The problem >>
Transcribe, without alteration, the line that includes "Target: stationary bike pedal" and each line after it until the records end, omitting all that precede it.

Records for this task >>
++++++++++

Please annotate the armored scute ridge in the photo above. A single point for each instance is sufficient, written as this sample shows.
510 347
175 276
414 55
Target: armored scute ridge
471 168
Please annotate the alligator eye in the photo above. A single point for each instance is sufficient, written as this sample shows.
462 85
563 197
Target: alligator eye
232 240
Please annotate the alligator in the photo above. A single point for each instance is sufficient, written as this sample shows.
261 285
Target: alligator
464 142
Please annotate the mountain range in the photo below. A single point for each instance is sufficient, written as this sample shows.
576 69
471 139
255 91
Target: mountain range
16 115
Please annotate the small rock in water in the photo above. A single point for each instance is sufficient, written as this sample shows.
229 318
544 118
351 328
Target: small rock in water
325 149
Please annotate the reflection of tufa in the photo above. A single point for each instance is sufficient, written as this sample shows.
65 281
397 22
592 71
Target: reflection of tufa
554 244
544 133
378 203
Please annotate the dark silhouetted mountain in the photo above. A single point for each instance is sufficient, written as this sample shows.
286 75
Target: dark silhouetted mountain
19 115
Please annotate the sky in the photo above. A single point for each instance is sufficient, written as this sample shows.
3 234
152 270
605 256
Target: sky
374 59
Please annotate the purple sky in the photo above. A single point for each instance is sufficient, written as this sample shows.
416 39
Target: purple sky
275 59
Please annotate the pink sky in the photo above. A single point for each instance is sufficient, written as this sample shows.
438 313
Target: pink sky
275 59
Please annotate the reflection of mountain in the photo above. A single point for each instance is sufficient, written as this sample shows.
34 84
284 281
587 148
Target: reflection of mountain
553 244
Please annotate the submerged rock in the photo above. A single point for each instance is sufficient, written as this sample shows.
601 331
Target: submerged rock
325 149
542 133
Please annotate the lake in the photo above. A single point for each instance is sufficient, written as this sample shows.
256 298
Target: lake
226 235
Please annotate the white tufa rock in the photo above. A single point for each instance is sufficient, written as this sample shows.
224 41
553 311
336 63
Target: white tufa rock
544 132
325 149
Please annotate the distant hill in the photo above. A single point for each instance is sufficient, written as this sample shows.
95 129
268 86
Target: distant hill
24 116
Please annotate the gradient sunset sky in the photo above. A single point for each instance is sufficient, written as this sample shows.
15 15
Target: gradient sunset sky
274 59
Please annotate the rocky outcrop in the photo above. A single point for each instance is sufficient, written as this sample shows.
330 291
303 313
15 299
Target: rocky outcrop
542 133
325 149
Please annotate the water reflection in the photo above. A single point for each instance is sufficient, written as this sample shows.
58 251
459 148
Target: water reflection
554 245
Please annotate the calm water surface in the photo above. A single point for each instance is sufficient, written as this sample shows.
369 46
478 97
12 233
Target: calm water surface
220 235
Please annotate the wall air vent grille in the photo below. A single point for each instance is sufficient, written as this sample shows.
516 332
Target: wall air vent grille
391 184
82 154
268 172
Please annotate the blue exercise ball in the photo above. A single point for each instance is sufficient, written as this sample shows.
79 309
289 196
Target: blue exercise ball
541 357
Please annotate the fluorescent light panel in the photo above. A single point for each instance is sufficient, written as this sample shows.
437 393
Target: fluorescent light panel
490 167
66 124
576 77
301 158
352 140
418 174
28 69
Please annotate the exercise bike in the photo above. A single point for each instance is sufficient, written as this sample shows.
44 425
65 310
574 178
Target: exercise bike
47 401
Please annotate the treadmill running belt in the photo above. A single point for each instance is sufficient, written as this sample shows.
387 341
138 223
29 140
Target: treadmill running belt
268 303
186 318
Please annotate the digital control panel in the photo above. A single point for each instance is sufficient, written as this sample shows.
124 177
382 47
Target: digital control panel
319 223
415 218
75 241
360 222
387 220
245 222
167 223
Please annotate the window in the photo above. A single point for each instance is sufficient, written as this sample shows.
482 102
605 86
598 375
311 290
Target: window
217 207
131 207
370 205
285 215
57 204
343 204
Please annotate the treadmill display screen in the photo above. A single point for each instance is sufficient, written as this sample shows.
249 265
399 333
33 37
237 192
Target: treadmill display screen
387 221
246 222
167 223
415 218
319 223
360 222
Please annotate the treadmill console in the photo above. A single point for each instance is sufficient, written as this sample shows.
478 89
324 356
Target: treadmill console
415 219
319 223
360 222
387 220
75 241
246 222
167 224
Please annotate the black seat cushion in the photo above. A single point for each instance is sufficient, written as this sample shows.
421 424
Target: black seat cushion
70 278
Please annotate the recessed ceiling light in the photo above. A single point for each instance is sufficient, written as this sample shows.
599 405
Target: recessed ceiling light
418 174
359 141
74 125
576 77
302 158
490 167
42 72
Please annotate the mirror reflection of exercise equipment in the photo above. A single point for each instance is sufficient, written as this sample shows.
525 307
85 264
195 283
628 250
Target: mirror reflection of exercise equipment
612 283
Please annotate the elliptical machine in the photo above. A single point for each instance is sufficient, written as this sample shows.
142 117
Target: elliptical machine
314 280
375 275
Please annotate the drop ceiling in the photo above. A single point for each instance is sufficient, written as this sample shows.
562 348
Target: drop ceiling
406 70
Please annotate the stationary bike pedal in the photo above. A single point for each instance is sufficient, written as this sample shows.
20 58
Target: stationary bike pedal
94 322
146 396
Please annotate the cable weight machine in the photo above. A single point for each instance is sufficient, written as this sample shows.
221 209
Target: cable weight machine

++++++++++

Result >>
Target: stationary bike pedal
94 322
146 396
Please annotate the cable weight machine in the photo above. A single point for each instance is sufficient, written as this sample shows.
221 209
Target: cable weight machine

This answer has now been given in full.